[Items start]
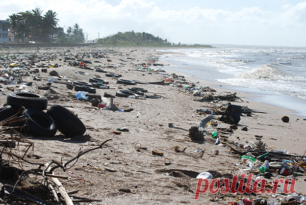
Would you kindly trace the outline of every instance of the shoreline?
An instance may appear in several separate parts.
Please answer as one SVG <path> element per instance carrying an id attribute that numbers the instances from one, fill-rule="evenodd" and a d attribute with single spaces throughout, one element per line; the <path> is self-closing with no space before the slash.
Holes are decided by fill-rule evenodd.
<path id="1" fill-rule="evenodd" d="M 60 53 L 63 55 L 76 58 L 83 56 L 84 54 L 103 52 L 107 58 L 96 59 L 86 56 L 84 60 L 93 62 L 92 64 L 88 64 L 91 68 L 100 65 L 101 68 L 104 67 L 103 69 L 109 72 L 122 74 L 122 78 L 120 77 L 122 79 L 160 81 L 165 79 L 163 72 L 135 70 L 138 69 L 142 64 L 148 63 L 151 58 L 162 55 L 160 52 L 150 50 L 150 49 L 139 47 L 113 49 L 104 47 L 41 49 L 39 50 L 39 56 L 44 58 L 46 55 L 52 56 L 53 54 Z M 29 51 L 31 50 L 33 50 Z M 12 53 L 13 52 L 12 50 Z M 104 73 L 98 73 L 94 69 L 84 70 L 70 66 L 68 62 L 59 61 L 59 56 L 55 56 L 55 59 L 49 59 L 43 63 L 46 65 L 56 63 L 61 66 L 48 68 L 46 73 L 40 72 L 41 76 L 51 78 L 49 75 L 50 71 L 56 70 L 60 75 L 72 82 L 88 82 L 89 78 L 94 78 L 95 74 L 99 74 L 103 80 L 109 82 L 112 88 L 97 89 L 97 94 L 101 96 L 105 92 L 115 95 L 118 90 L 135 86 L 117 84 L 116 79 L 106 77 Z M 94 63 L 96 60 L 100 63 Z M 36 66 L 42 62 L 37 63 Z M 157 62 L 160 63 L 160 61 Z M 119 63 L 125 65 L 121 64 L 124 66 L 116 67 L 108 67 L 109 64 L 118 65 Z M 149 67 L 154 70 L 161 68 L 167 70 L 166 67 L 150 66 Z M 41 68 L 38 69 L 40 71 Z M 80 71 L 88 72 L 90 75 L 78 73 Z M 167 72 L 167 74 L 170 73 Z M 199 81 L 203 84 L 201 85 L 206 85 L 205 81 L 202 82 L 195 81 L 183 75 L 188 82 Z M 135 200 L 141 204 L 228 204 L 245 196 L 230 194 L 215 201 L 217 195 L 207 193 L 201 194 L 197 201 L 194 199 L 197 184 L 197 180 L 195 178 L 197 174 L 209 171 L 213 173 L 214 177 L 222 178 L 231 177 L 239 173 L 240 169 L 243 169 L 245 165 L 239 158 L 230 153 L 229 146 L 234 146 L 231 143 L 237 141 L 240 144 L 248 144 L 249 142 L 254 141 L 254 136 L 259 135 L 263 136 L 262 141 L 267 144 L 267 148 L 270 149 L 288 149 L 290 153 L 296 152 L 299 155 L 303 155 L 304 151 L 303 145 L 306 143 L 306 139 L 304 137 L 305 132 L 304 124 L 306 122 L 302 119 L 297 120 L 294 115 L 289 114 L 286 115 L 290 118 L 289 122 L 284 123 L 280 118 L 288 110 L 267 104 L 248 100 L 233 102 L 234 105 L 247 106 L 250 109 L 266 113 L 254 113 L 251 116 L 242 115 L 238 124 L 238 129 L 230 134 L 224 135 L 222 143 L 225 145 L 226 142 L 228 142 L 228 144 L 223 146 L 215 145 L 215 139 L 209 136 L 206 136 L 206 141 L 192 141 L 188 136 L 188 131 L 169 127 L 169 123 L 173 123 L 188 130 L 191 126 L 197 124 L 204 116 L 195 112 L 195 110 L 211 109 L 218 106 L 217 103 L 193 100 L 194 97 L 191 94 L 184 94 L 181 88 L 155 84 L 138 84 L 137 87 L 144 88 L 150 93 L 163 93 L 159 95 L 162 95 L 163 99 L 138 99 L 116 97 L 114 101 L 118 107 L 121 110 L 129 110 L 118 112 L 98 109 L 91 106 L 89 101 L 76 99 L 75 97 L 76 92 L 67 89 L 65 85 L 54 83 L 52 85 L 57 88 L 52 87 L 49 90 L 38 90 L 38 86 L 45 85 L 47 81 L 33 81 L 33 74 L 24 79 L 35 83 L 32 87 L 28 87 L 28 89 L 46 96 L 48 106 L 54 104 L 67 106 L 78 115 L 87 128 L 86 136 L 71 139 L 64 139 L 59 132 L 54 137 L 30 138 L 35 144 L 34 153 L 41 158 L 32 157 L 29 160 L 44 163 L 54 160 L 67 162 L 78 155 L 80 150 L 93 148 L 101 142 L 112 139 L 108 142 L 106 147 L 81 157 L 70 169 L 70 172 L 56 169 L 55 173 L 69 177 L 69 182 L 65 184 L 68 191 L 80 189 L 78 195 L 102 200 L 105 204 L 134 204 Z M 7 87 L 12 87 L 17 90 L 17 87 L 20 86 L 2 85 L 4 87 L 3 92 L 6 94 L 12 92 Z M 215 89 L 217 93 L 231 91 L 222 87 Z M 244 97 L 243 93 L 237 95 Z M 245 96 L 248 97 L 249 95 Z M 2 104 L 6 102 L 6 97 L 0 95 Z M 213 122 L 224 127 L 230 126 L 229 124 L 218 120 L 214 120 Z M 247 127 L 248 131 L 241 130 L 244 126 Z M 129 132 L 122 132 L 119 135 L 114 133 L 118 131 L 118 129 L 122 127 L 127 127 Z M 141 147 L 146 149 L 137 150 L 135 147 L 139 143 Z M 174 146 L 178 146 L 181 149 L 187 148 L 183 152 L 176 152 L 173 148 Z M 219 150 L 218 156 L 212 153 L 216 149 Z M 194 152 L 196 150 L 204 151 L 202 158 L 196 157 Z M 164 152 L 163 156 L 153 155 L 152 150 Z M 22 150 L 20 149 L 18 151 L 22 156 Z M 34 168 L 29 164 L 25 164 L 23 167 L 26 170 Z M 303 180 L 306 177 L 299 176 L 298 178 L 300 180 L 297 181 L 296 190 L 298 193 L 305 194 L 306 188 Z M 120 191 L 122 189 L 128 189 L 131 193 Z M 267 195 L 259 196 L 268 198 Z"/>
<path id="2" fill-rule="evenodd" d="M 157 50 L 160 51 L 157 49 Z M 164 52 L 163 50 L 163 52 Z M 184 55 L 182 53 L 175 53 L 173 52 L 165 52 L 163 55 L 164 56 L 163 59 L 161 60 L 163 63 L 167 64 L 164 67 L 165 69 L 168 66 L 175 67 L 177 67 L 177 65 L 171 65 L 171 63 L 167 61 L 166 57 L 167 55 Z M 205 82 L 207 84 L 208 86 L 217 89 L 224 88 L 227 91 L 233 92 L 238 92 L 243 93 L 244 95 L 250 95 L 248 99 L 249 100 L 253 100 L 258 102 L 262 102 L 266 104 L 272 106 L 279 107 L 279 108 L 289 110 L 284 113 L 285 114 L 292 114 L 297 117 L 306 118 L 306 110 L 303 106 L 304 103 L 306 103 L 306 99 L 299 98 L 297 96 L 285 95 L 283 94 L 278 94 L 277 93 L 267 91 L 262 91 L 251 89 L 247 87 L 242 87 L 239 86 L 233 86 L 224 83 L 219 82 L 218 81 L 211 81 L 206 79 L 203 79 L 200 78 L 197 78 L 194 74 L 187 73 L 182 71 L 177 71 L 174 70 L 175 68 L 170 68 L 168 69 L 170 72 L 174 72 L 181 73 L 181 75 L 185 75 L 188 76 L 191 79 L 193 79 L 194 81 L 199 81 Z M 222 86 L 222 87 L 220 87 Z M 248 94 L 249 93 L 249 94 Z M 273 99 L 275 98 L 275 99 Z M 290 108 L 290 106 L 294 107 Z"/>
[Items end]
_What the task asks:_ Please reproduce every entry above word for word, leaving out the pictures.

_Output for this task:_
Would you kindly trace the outline of every instance of the shoreline?
An instance may appear in several separate parts.
Please answer as one SVG <path> element per instance carrying an id attribute that numbers the instances from one, fill-rule="evenodd" and a d attribute with single spaces throughout, one element per line; the <path> is self-closing with no space before the slash.
Holes are decided by fill-rule evenodd.
<path id="1" fill-rule="evenodd" d="M 60 53 L 63 55 L 76 58 L 83 56 L 84 54 L 103 52 L 107 58 L 96 59 L 86 56 L 84 60 L 93 62 L 92 64 L 88 64 L 91 68 L 100 65 L 101 68 L 104 67 L 103 69 L 109 72 L 122 74 L 122 78 L 120 77 L 122 79 L 160 81 L 165 79 L 163 72 L 135 70 L 138 69 L 142 64 L 148 63 L 151 58 L 162 55 L 160 52 L 150 50 L 150 49 L 139 47 L 113 49 L 104 47 L 41 49 L 39 50 L 39 56 L 44 58 L 46 55 L 52 56 L 53 54 Z M 29 51 L 31 50 L 33 50 Z M 12 53 L 13 52 L 12 50 Z M 104 73 L 98 73 L 94 69 L 84 70 L 70 66 L 68 62 L 59 61 L 59 56 L 55 56 L 55 59 L 49 59 L 43 63 L 46 65 L 56 63 L 61 66 L 48 68 L 46 73 L 40 72 L 41 76 L 51 78 L 49 75 L 50 71 L 56 70 L 60 75 L 72 82 L 88 82 L 89 78 L 94 78 L 95 74 L 99 74 L 103 80 L 109 82 L 112 88 L 97 89 L 97 94 L 101 96 L 105 92 L 115 95 L 118 90 L 135 86 L 117 84 L 116 79 L 106 77 Z M 94 63 L 96 60 L 100 63 Z M 36 66 L 42 62 L 37 63 Z M 157 62 L 160 63 L 160 61 Z M 119 63 L 125 65 L 121 64 L 124 66 L 116 67 L 108 67 L 109 64 L 118 65 Z M 149 67 L 154 70 L 161 68 L 167 70 L 166 67 L 150 66 Z M 41 68 L 38 69 L 40 71 Z M 80 71 L 88 72 L 90 75 L 78 73 Z M 167 72 L 167 74 L 170 73 Z M 199 81 L 203 84 L 201 85 L 206 85 L 205 81 L 202 82 L 195 81 L 183 75 L 188 82 Z M 135 200 L 141 204 L 228 204 L 245 196 L 230 194 L 215 201 L 217 195 L 207 193 L 201 194 L 197 201 L 194 199 L 197 184 L 197 180 L 195 178 L 197 174 L 209 171 L 213 173 L 214 177 L 222 178 L 231 177 L 239 173 L 240 169 L 243 169 L 245 165 L 239 158 L 230 153 L 229 146 L 234 146 L 231 143 L 237 141 L 240 144 L 248 144 L 249 142 L 254 141 L 254 136 L 259 135 L 263 136 L 262 141 L 267 144 L 267 148 L 270 149 L 288 149 L 290 153 L 296 152 L 299 155 L 303 155 L 304 151 L 303 145 L 306 143 L 306 139 L 304 137 L 305 132 L 304 124 L 306 122 L 302 119 L 297 120 L 294 115 L 289 114 L 286 115 L 290 118 L 289 122 L 284 123 L 280 118 L 288 110 L 267 104 L 248 100 L 233 102 L 234 105 L 247 106 L 250 109 L 266 113 L 254 113 L 251 116 L 242 115 L 238 124 L 238 129 L 230 134 L 224 135 L 222 143 L 225 145 L 226 142 L 228 142 L 228 144 L 223 146 L 215 145 L 215 139 L 209 136 L 206 136 L 206 141 L 192 141 L 188 136 L 188 131 L 169 127 L 169 123 L 173 123 L 188 130 L 191 126 L 197 124 L 204 116 L 195 112 L 195 110 L 211 109 L 218 106 L 217 103 L 193 100 L 194 97 L 191 94 L 184 94 L 181 88 L 155 84 L 138 84 L 137 87 L 144 88 L 150 93 L 163 93 L 159 95 L 162 95 L 163 99 L 138 99 L 116 97 L 114 101 L 118 107 L 121 110 L 129 110 L 118 112 L 98 109 L 91 106 L 89 101 L 76 99 L 75 97 L 76 92 L 67 89 L 65 85 L 54 83 L 52 85 L 57 88 L 52 87 L 49 90 L 38 90 L 38 86 L 45 85 L 47 81 L 33 81 L 33 74 L 24 79 L 35 83 L 32 87 L 28 87 L 28 89 L 46 96 L 48 106 L 54 104 L 67 106 L 78 115 L 87 128 L 86 136 L 71 139 L 64 139 L 59 132 L 54 137 L 30 138 L 35 144 L 34 153 L 41 158 L 32 157 L 29 160 L 44 163 L 54 160 L 67 162 L 78 155 L 80 150 L 93 148 L 101 142 L 112 139 L 108 142 L 106 147 L 81 157 L 70 169 L 70 172 L 56 169 L 55 173 L 69 177 L 69 182 L 65 184 L 68 191 L 80 189 L 78 195 L 102 200 L 105 204 L 134 204 Z M 7 87 L 12 87 L 17 90 L 17 87 L 20 86 L 2 85 L 4 87 L 3 92 L 6 94 L 12 92 Z M 215 89 L 217 93 L 231 91 L 222 87 Z M 244 97 L 243 93 L 237 95 Z M 245 96 L 248 97 L 249 95 Z M 2 104 L 6 102 L 6 97 L 0 95 Z M 213 122 L 224 127 L 230 126 L 229 124 L 218 120 L 214 120 Z M 247 127 L 248 131 L 241 130 L 244 126 Z M 129 132 L 122 132 L 119 135 L 114 133 L 118 131 L 118 129 L 122 127 L 127 127 Z M 141 147 L 146 149 L 137 150 L 135 147 L 139 143 Z M 174 146 L 178 146 L 181 149 L 187 148 L 183 152 L 176 152 L 173 148 Z M 219 150 L 218 156 L 212 153 L 216 149 Z M 194 152 L 196 150 L 204 151 L 202 158 L 196 157 Z M 164 152 L 163 156 L 153 155 L 152 150 Z M 22 150 L 20 149 L 18 151 L 22 156 Z M 34 168 L 29 164 L 25 164 L 23 167 L 26 170 Z M 303 180 L 306 177 L 299 176 L 298 178 L 300 180 L 297 181 L 296 190 L 298 193 L 305 194 L 306 188 Z M 120 191 L 122 189 L 128 189 L 131 193 Z M 267 195 L 259 196 L 268 198 Z"/>
<path id="2" fill-rule="evenodd" d="M 157 50 L 160 51 L 157 49 Z M 164 52 L 163 50 L 163 52 Z M 184 55 L 182 53 L 175 53 L 173 52 L 165 52 L 163 55 L 164 56 L 163 59 L 161 60 L 163 63 L 167 64 L 164 67 L 165 69 L 168 66 L 175 67 L 177 67 L 177 65 L 171 65 L 171 63 L 167 61 L 166 57 L 167 55 Z M 205 82 L 207 84 L 208 86 L 217 89 L 224 88 L 227 91 L 233 92 L 238 92 L 243 93 L 244 95 L 250 95 L 248 99 L 249 100 L 253 100 L 258 102 L 262 102 L 266 104 L 272 106 L 279 107 L 279 108 L 289 110 L 284 113 L 285 114 L 292 114 L 297 117 L 306 118 L 306 110 L 303 106 L 304 103 L 306 103 L 306 99 L 299 98 L 297 96 L 285 95 L 283 94 L 278 94 L 277 93 L 267 91 L 262 91 L 251 89 L 247 87 L 242 87 L 239 86 L 233 86 L 224 83 L 219 82 L 218 81 L 211 81 L 206 79 L 203 79 L 200 78 L 197 78 L 194 74 L 187 73 L 182 71 L 177 71 L 174 70 L 175 68 L 170 68 L 168 69 L 170 72 L 174 72 L 181 73 L 181 75 L 185 75 L 188 76 L 191 79 L 193 79 L 194 81 L 199 81 Z M 222 86 L 222 87 L 220 87 Z M 248 94 L 249 93 L 249 94 Z M 273 99 L 275 98 L 275 99 Z M 290 108 L 290 106 L 294 107 Z"/>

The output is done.